### [AIM]
Rewrite the data from its first line up to and including the line with "<point>295,128</point>" as a numbered list, omitting any blank lines.

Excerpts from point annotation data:
· · · · ·
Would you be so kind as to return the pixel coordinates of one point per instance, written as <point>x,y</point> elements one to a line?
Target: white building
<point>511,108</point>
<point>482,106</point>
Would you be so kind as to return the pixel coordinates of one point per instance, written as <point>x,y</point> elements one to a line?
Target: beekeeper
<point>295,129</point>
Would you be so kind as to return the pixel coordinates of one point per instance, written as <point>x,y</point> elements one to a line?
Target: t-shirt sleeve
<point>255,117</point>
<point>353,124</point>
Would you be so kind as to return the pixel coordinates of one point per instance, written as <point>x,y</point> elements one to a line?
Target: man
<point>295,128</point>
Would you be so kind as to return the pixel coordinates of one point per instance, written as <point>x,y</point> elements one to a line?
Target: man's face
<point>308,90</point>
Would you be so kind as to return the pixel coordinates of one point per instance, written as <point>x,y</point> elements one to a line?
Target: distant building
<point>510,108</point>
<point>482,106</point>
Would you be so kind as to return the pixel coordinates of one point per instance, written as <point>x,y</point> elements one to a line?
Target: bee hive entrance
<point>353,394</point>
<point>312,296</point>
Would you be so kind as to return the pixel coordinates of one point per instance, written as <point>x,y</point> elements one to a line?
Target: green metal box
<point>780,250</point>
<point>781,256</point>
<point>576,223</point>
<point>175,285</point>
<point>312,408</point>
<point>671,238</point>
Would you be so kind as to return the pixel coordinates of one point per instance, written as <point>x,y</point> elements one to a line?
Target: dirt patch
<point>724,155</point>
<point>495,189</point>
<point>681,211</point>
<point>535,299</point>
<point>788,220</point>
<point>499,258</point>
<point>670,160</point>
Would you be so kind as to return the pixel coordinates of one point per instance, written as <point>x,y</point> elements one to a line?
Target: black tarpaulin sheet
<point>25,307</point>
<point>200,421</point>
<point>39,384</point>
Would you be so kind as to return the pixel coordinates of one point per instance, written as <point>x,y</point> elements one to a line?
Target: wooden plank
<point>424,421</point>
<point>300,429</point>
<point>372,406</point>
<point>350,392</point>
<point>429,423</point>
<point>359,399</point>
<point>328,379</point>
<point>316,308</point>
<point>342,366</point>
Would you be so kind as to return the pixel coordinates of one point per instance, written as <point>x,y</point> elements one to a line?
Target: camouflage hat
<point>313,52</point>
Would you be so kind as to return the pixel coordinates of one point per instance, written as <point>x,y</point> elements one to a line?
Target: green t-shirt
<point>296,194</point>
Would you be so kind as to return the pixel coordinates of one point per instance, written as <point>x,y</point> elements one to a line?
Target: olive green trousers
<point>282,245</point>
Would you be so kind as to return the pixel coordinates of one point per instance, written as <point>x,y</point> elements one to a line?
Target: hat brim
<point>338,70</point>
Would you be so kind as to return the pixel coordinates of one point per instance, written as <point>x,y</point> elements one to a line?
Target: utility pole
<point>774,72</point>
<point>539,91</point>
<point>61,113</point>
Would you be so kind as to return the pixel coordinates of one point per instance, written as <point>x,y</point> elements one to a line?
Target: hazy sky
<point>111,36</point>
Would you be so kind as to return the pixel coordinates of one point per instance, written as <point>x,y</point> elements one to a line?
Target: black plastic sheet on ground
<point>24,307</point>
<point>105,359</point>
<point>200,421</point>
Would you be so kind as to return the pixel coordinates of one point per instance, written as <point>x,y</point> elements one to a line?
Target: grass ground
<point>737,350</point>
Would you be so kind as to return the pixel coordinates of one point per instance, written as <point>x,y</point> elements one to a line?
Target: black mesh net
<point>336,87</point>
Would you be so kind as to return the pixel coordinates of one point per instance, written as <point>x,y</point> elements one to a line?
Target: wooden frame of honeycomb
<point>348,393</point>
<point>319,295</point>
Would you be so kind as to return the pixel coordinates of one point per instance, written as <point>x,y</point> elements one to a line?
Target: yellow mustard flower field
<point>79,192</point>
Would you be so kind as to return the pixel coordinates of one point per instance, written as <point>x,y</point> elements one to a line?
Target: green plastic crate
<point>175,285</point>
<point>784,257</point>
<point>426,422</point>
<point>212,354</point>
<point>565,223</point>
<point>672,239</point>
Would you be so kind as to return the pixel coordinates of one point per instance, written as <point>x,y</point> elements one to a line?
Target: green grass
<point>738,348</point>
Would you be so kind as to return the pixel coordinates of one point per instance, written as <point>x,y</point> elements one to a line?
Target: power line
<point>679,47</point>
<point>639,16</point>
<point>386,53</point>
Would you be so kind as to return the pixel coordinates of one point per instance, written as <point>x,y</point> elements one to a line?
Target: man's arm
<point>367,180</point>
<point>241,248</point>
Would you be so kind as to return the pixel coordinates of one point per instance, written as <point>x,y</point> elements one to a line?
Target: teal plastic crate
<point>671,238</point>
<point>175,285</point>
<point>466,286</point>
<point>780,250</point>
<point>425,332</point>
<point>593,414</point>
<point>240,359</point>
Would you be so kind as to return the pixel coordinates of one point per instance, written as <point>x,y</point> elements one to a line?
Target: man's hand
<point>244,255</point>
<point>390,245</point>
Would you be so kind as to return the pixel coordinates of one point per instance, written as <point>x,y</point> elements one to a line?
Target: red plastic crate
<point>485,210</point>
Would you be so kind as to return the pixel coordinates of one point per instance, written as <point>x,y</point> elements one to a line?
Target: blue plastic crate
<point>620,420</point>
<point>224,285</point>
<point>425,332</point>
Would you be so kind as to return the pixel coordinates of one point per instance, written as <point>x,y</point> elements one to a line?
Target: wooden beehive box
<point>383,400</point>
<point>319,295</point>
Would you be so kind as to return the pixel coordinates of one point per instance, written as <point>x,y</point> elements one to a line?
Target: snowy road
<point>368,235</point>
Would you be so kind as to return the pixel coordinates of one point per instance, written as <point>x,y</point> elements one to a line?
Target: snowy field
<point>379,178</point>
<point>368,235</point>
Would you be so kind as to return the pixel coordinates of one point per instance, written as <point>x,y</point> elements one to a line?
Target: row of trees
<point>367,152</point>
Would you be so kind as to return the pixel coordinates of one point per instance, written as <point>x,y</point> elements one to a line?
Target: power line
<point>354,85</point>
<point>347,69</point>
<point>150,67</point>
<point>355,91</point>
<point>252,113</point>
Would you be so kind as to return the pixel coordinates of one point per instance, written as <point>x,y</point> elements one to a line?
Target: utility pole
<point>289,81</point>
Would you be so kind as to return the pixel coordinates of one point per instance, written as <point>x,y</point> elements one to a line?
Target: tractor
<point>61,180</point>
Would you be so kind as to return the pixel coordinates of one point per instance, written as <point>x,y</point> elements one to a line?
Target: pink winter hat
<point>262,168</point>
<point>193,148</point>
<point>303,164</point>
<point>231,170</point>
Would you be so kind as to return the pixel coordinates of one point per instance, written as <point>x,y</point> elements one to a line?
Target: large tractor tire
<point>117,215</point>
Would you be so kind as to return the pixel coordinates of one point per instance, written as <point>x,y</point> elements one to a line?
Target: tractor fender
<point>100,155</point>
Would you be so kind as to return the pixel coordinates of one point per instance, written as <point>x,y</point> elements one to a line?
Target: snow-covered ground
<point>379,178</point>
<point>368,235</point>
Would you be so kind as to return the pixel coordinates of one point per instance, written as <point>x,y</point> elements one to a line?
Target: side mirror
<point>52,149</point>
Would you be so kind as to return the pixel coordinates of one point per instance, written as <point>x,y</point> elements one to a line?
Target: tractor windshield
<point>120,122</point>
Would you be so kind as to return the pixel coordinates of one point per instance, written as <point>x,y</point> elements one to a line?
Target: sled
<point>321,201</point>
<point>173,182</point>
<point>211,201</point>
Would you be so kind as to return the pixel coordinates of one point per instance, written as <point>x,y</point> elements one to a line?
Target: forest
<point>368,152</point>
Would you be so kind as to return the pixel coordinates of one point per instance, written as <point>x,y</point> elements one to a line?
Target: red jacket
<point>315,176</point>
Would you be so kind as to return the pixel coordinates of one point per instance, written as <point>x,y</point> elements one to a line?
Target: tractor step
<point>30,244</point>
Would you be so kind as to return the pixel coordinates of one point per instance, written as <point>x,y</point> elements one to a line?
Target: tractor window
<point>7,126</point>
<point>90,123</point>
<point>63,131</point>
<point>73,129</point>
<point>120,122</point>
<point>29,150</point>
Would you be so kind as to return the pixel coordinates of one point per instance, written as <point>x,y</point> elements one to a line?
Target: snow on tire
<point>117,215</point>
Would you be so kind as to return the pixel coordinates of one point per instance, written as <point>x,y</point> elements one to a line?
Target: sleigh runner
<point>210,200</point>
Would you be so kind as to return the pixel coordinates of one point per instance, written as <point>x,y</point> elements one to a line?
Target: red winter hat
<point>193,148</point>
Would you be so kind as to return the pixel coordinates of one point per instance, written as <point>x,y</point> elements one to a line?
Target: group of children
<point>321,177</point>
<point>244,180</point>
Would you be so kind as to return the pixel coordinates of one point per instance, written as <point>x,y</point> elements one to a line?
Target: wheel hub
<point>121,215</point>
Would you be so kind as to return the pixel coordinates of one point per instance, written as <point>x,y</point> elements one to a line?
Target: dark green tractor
· · · · ·
### [COMPLETE OUTPUT]
1. Would you be so kind as to return the pixel coordinates of one point per instance, written as <point>x,y</point> elements one to a line?
2. Target: white building
3. <point>511,108</point>
4. <point>482,106</point>
5. Would you be so kind as to return the pixel coordinates of one point per instance, written as <point>x,y</point> elements one to a line?
6. Target: beekeeper
7. <point>295,129</point>
8. Would you be so kind as to return the pixel coordinates of one point per instance, written as <point>x,y</point> elements one to a line?
9. Target: t-shirt sleeve
10. <point>255,117</point>
11. <point>353,124</point>
12. Would you be so kind as to return the pixel coordinates of one point per instance, written as <point>x,y</point> elements one to a line?
13. Target: man
14. <point>295,128</point>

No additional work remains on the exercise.